*Given exercise*: Copy out every entry below word for word, keeping each line as it is.

--- START Source data ---

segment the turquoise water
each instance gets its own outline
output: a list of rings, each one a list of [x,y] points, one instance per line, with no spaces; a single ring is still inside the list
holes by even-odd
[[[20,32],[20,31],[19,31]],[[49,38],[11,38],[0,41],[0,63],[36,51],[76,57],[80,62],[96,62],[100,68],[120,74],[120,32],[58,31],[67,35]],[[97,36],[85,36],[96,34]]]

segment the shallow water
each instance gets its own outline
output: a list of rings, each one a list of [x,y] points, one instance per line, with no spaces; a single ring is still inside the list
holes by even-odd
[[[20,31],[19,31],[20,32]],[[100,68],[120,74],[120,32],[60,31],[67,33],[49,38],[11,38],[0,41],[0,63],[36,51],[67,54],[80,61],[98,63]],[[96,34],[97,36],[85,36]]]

--- END Source data ---

*Solved problem*:
segment the turquoise water
each instance gets its own outline
output: a list of rings, each one a list of [x,y] points, one instance per line, with no spaces; a single ring is still inside the list
holes by even-odd
[[[20,32],[20,31],[19,31]],[[49,38],[11,38],[0,41],[0,63],[36,51],[76,57],[80,62],[96,62],[100,68],[120,74],[120,32],[58,31],[67,35]],[[97,36],[85,36],[96,34]]]

segment the shallow water
each instance gets its own outline
output: a list of rings, each one a list of [x,y] points, one instance per line, with no spaces; a single ring is still inside the list
holes by even-odd
[[[20,31],[19,31],[20,32]],[[100,68],[120,74],[120,32],[60,31],[67,33],[49,38],[11,38],[0,41],[0,63],[36,51],[67,54],[80,61],[98,63]],[[96,34],[97,36],[85,36]]]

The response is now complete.